▶ _Document extract_
━━━━━━━━━━

Breaking Down the Decision
Notably, the Court issued an “ABC test” to determine a worker's classification. To work independently, contractors had to meet the following:
- Independent contractors must perform in a way that is free from an employer’s influence. In other words, management must have no say in how the contractor performs their duties. For example, while a building manager might hire a plumber to repair a sink, they cannot instruct the plumber on their technique.
- Independent contractors must work outside the employer’s usual business. For example, a building manager might be in charge of the day-to-day operations of running a building. Under the Court's initial ruling, an independent contractor -- including a third-party manager -- could not work under these responsibilities.
- Independent contractors must be routinely engaged in an independently established trade, occupation, or business. In essence, this requires independent contractors to be a part of an organized group operating independently of an employer. In the plumber example, the plumbers must already be a part of their own separate business to be legally classified as an independent contractor.
As you can probably see, this is a very narrow test. Consequently, most companies would have to treat their contractors as full-time employees and therefore provide full privileges and benefits.
Subsequently, the California Legislature would work to enact Dynamex into law.
In particular, the Legislature would have to determine the factors when defining an independent contractor, which would determine how severely Dynamex would impact our industry.
"AB5:" New Parameters for Independent Contracting
Since the California Supreme Court is a judicial body, its lack of enforcement powers meant that our State Legislature had to pass a bill that codified Dynamex and set final parameters.
Therefore, Assemblywoman Lorena Gonzalez drafted Assembly Bill 5 (AB5) to codify the Court ruling. It then began to go through the legislative process, where legislators edit the finer details of the bill.
Above all, this introduced an alarming scenario for BOMA/GLA. Unless the State Legislature built in exceptions to the law, many third-party real estate agents, brokers, and property managers would lose their businesses. By default, they would have been reclassified as employees of their companies and would be let go in the aftermath.
Under this new criteria, over 1 million workers in California will cease to be recognized as contractors and, instead, be treated as employees.
As a result, employers would have to cover significant expenses, like: paid sick leave, family leave, workers compensations, and unemployment insurance.
In fact, employers would pay approximately 30% more in labor costs - Uber alone will lose $500 million per year.
BOMA on the Frontline
In collaboration with BOMA California, we worked on the front lines in Sacramento. By holding educational meetings with Sacramento officials and rallying our partners, we were ultimately successful in mitigating AB5’s biggest impacts on our industry.
Our advocates in Sacramento were able to convince legislators to make exceptions to have real estate brokers, real estate agents, and third-party managers be exempt from AB5. They can now continue to operate freely.
This saved our industry millions of dollars and thousands of jobs.
We’re proud to have served our members in the face of this unprecedented policy.
Assembly Bill 5 was signed into law on September 18, 2019, by Governor Newsom.
It will continue to pose some challenges for us in how we relate to some of our contractors, to be sure. But we ultimately dodged the most toxic effects on our industry.
Though not perfect, AB5 is emblematic of what can be accomplished when our political officials work closely with us, and hopefully, the same can be done in the near future. With the coronavirus upending California markets, we can expect amendments and exemptions being made to AB5 before the end of this year.
We will be sure to monitor them closely and ensure that the commercial real estate industry is represented in this process.

━━━━━━━━━━

▶ _Data_
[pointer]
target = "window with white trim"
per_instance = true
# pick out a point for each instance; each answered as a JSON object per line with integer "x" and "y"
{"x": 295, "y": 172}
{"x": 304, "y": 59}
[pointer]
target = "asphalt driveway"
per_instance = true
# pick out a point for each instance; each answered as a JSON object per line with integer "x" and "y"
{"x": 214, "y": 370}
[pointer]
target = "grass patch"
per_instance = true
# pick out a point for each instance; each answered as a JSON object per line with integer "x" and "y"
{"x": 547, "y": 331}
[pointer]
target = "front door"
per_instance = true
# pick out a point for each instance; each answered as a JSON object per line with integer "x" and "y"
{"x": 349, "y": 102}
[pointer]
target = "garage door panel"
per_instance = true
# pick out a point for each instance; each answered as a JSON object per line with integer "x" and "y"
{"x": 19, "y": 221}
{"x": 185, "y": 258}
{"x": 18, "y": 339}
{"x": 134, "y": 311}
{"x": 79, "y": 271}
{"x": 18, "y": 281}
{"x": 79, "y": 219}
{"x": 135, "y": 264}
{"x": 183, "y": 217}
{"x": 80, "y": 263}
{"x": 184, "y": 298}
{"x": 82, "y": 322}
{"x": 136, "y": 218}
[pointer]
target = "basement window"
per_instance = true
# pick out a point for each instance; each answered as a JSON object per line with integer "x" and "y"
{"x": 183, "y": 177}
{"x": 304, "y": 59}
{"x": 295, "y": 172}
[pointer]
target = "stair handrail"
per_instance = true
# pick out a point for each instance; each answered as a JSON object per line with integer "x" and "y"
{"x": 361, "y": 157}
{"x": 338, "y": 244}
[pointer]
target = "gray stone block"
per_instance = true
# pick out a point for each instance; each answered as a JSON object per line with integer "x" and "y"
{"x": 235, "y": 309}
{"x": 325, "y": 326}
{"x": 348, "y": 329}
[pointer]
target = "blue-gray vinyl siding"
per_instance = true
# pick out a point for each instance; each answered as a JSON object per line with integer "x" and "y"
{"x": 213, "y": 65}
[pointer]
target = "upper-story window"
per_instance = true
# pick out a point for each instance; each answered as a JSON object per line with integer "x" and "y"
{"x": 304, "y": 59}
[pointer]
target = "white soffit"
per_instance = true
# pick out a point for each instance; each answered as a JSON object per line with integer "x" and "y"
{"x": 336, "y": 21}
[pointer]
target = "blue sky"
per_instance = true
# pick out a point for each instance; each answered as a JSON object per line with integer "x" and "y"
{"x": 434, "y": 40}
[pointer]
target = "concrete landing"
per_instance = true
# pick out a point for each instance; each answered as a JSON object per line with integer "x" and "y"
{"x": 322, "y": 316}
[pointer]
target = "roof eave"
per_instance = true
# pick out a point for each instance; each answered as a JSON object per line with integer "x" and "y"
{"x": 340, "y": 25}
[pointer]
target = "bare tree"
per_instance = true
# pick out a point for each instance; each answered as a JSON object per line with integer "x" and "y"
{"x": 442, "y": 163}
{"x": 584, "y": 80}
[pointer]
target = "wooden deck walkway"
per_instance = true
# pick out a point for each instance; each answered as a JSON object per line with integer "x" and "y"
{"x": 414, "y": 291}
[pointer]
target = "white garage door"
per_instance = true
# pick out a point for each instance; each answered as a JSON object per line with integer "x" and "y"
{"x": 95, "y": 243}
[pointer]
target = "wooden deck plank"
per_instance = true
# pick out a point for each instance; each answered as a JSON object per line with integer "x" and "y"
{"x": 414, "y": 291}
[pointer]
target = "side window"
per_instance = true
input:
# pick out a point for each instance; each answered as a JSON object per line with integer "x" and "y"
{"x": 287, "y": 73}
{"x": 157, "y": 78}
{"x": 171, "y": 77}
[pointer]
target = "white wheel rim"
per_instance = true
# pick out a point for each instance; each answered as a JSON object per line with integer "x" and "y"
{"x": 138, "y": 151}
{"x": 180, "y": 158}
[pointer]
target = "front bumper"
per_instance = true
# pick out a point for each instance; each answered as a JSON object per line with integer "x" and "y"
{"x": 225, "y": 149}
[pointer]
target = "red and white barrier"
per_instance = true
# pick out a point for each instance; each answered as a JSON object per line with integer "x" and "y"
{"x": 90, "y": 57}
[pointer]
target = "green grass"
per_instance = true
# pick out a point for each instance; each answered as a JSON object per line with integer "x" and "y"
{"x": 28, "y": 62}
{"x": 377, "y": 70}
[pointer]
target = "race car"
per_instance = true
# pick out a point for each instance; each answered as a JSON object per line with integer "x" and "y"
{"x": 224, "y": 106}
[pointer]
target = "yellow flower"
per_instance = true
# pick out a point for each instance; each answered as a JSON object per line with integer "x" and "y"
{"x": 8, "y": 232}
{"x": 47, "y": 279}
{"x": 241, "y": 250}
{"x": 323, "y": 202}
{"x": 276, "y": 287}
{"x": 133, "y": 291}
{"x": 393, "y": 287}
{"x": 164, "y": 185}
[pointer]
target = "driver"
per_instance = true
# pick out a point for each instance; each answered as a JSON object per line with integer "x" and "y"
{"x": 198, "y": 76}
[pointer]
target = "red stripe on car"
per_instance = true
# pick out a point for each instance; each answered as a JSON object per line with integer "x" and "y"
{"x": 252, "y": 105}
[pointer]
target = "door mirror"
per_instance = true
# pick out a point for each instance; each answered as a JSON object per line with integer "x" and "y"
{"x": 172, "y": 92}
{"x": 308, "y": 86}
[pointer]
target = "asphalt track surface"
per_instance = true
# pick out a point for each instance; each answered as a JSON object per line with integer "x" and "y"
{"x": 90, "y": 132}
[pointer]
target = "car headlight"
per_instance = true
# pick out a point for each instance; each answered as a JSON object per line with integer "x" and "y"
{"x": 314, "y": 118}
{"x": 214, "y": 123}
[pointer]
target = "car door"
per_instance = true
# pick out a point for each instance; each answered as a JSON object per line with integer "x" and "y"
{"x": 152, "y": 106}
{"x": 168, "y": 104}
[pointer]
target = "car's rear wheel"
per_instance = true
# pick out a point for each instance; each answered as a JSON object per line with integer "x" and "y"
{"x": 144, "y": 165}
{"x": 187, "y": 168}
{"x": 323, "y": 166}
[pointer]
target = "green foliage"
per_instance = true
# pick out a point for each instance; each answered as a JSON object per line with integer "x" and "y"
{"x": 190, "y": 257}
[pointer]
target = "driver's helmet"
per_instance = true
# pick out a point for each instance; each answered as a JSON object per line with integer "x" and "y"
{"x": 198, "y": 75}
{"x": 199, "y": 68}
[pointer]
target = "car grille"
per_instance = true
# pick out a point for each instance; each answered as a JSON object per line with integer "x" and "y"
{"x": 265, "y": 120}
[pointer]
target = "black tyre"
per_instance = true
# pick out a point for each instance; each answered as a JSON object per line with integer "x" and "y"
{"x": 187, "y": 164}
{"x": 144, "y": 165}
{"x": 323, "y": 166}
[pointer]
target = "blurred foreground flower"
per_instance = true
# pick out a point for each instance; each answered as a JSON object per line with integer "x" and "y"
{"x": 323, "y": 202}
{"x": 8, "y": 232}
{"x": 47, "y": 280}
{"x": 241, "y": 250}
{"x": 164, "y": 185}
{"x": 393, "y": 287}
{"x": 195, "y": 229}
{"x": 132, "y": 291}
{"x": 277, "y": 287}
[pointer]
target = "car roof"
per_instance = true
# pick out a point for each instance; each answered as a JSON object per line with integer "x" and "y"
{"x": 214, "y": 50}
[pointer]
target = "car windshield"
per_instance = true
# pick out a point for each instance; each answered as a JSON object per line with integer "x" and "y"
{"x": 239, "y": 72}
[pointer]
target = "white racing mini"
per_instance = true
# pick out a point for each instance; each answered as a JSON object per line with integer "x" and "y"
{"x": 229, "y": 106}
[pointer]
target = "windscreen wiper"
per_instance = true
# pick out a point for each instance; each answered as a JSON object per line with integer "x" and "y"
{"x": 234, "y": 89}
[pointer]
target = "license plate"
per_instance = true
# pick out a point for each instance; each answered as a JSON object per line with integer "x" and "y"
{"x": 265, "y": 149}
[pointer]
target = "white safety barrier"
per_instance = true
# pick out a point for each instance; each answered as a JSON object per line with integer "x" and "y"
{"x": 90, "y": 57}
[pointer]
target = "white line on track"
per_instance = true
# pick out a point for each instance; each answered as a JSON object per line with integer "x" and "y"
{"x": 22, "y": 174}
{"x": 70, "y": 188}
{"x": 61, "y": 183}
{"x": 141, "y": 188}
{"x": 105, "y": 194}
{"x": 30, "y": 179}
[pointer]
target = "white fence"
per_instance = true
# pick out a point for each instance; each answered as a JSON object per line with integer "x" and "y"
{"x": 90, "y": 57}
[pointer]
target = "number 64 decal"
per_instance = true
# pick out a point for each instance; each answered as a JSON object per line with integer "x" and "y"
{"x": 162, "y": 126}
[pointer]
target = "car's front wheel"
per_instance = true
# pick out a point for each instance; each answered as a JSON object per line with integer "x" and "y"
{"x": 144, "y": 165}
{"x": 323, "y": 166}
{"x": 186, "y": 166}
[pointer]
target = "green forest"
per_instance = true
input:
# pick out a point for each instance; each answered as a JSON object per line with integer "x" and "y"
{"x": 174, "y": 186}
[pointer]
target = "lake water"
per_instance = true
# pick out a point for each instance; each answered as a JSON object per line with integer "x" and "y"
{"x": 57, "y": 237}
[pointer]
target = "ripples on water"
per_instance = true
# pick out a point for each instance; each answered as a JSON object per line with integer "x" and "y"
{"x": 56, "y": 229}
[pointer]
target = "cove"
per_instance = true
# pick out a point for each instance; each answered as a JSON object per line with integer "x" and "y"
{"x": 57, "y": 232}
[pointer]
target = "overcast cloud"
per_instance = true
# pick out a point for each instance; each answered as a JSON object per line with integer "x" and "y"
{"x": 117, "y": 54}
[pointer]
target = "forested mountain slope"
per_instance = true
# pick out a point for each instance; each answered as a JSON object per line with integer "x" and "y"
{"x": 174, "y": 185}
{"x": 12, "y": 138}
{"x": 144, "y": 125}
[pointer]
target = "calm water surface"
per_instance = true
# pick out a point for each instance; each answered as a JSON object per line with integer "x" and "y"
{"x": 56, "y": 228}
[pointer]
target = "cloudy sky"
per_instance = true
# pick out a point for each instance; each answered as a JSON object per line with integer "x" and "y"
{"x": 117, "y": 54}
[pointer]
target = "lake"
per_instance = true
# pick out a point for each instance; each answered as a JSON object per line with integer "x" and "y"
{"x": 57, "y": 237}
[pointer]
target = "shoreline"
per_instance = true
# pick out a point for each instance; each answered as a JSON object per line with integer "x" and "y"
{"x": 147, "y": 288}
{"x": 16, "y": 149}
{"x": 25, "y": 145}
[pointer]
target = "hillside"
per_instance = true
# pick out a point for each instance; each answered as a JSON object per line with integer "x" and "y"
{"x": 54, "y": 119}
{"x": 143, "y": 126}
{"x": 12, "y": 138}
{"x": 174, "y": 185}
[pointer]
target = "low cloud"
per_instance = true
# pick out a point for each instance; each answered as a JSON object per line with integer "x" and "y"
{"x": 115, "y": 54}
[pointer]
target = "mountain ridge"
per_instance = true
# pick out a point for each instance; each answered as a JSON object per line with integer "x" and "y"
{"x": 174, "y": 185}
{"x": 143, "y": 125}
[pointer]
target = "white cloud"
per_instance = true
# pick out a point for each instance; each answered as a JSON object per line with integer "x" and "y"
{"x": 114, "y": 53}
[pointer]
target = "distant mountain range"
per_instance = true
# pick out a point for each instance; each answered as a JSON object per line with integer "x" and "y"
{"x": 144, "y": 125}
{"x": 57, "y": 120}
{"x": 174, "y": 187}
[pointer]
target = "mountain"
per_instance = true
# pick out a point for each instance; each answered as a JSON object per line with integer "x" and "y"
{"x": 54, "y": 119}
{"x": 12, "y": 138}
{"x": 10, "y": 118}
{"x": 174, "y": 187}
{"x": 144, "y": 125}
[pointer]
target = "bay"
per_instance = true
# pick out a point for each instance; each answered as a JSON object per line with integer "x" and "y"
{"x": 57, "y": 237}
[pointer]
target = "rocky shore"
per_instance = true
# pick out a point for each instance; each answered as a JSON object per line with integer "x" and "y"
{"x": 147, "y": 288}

━━━━━━━━━━

▶ _Exercise_
According to the passage on AB5, who signed Assembly Bill 5 into law, and on what date?

▶ _Task output_
Governor Newsom signed it on September 18, 2019.